- _Excerpt provided_:
** START **

There are now four basic types in the following promotion hierarchy (operations on mixed types are promoted to the highest one).
This is definitely moving beyond PeakStream which supported single and double precision floating point only. The Chai API now has “u32” and “i32” functions along with the PeakStream legacy “f32” and “f64” calls. The OpenCL built-in integer functions are also added to the API. My intention is first-class support for integer, floating point, and mixed precision and type calculation. So I am trying to do everything.
Implementing this turned out to be a miniature nightmare. There are exactly 7900 more lines of code since the alpha release three weeks ago. That’s much more than anticipated.
I still plan on a monthly release cycle – the alpha2 code should be uploaded in about a week. Given the amount of change, the next week will be spent testing.
I originally assumed data could only be two types: single and double precision floating point. This cross-cutting assumption was scattered through the code. The concepts of vector length, floating point precision, and data type were aliased and confused.
The worst part was the interpreter. With only two types, the Cartesian product of types for a binary operator has four combinations (2 x 2 = 4). With four types, there are now 16 combinations (4 x 4 = 16). This is worse when an operator accepts three arguments. Now there are 4 x 4 x 4 = 64 combinations. This is even worse as operations like matrix multiply have four cases: vector * vector; vector * matrix; matrix * vector; matrix * matrix. So that makes 4 x 64 = 256 combinations.
The JIT turned out to be much less work. That was a surprise.
One issue that has become obvious after doing this is code bloat. The API has grown large enough where a single monolithic header file and library is impractical. It needs to be factored into modular components that applications can selectively use. Even if the code bloat is removed, the Chai platform language is big enough where it should be partitioned.
During the long years when C++ was a draft standard, I read of a proposal to have a single massive header file for the entire language. Applications would have a single #include and get the STL and everything else. I don’t know if this could work – but I think everyone has the same gut feeling I do – it seems very wrong.
It’s already March.
My plan for this year is a beta release sometime this summer and a production release by the end of the year. That is not much time at all. The beta should include every major feature in the production 1.0 release. From the summer beta release to the production release, the focus should be on bug fixing, stability and quality.
So from now until the beta, I will be throwing new features in rapidly.
These features include:
- auto-tuned filter kernels with pre-fetching into local memory (original motivation behind adding integer type support – so the JIT could distinguish constant subscripts in gather operations)
- (pseudo) random number generation
- modularized platform

** END **

- _Given exercise 1_: In the listing below, how many lines contain the word "rocky"? Reply with the number only.

- _Supplied data_:
** START **

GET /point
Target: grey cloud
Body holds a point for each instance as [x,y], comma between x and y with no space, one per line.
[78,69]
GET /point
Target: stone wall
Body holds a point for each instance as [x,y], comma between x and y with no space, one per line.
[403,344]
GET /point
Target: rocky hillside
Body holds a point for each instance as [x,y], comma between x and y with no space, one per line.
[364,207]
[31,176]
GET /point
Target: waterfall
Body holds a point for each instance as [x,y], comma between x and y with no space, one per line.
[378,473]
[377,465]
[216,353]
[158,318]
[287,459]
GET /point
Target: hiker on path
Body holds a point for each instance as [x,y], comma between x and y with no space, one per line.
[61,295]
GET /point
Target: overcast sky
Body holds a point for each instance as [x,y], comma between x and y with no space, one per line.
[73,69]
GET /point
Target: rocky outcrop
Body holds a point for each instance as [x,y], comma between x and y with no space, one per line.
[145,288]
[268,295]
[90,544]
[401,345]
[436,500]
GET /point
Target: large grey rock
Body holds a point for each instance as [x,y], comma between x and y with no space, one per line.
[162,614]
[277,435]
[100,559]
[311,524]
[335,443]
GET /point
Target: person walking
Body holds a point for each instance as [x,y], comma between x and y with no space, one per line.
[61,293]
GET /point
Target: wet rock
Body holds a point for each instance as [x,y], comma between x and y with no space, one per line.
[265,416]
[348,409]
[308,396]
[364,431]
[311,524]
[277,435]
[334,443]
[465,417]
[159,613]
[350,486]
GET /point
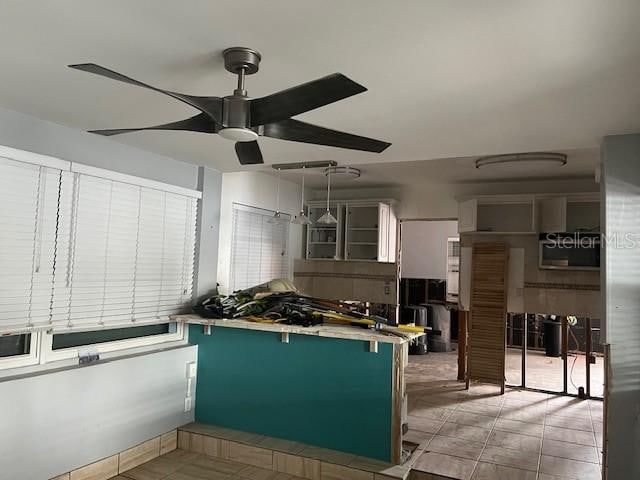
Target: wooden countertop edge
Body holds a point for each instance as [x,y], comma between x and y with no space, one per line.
[327,331]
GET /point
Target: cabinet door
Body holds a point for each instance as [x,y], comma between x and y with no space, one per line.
[383,232]
[468,216]
[553,214]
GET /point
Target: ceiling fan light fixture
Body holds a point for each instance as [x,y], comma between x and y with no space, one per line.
[550,158]
[238,134]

** END **

- _Given exercise 2_: What new features does the Chai API post above say will be added before the beta release? List every one.

- _Full solution 1_: 2

- _Full solution 2_:
- auto-tuned filter kernels with pre-fetching into local memory
- (pseudo) random number generation
- modularized platform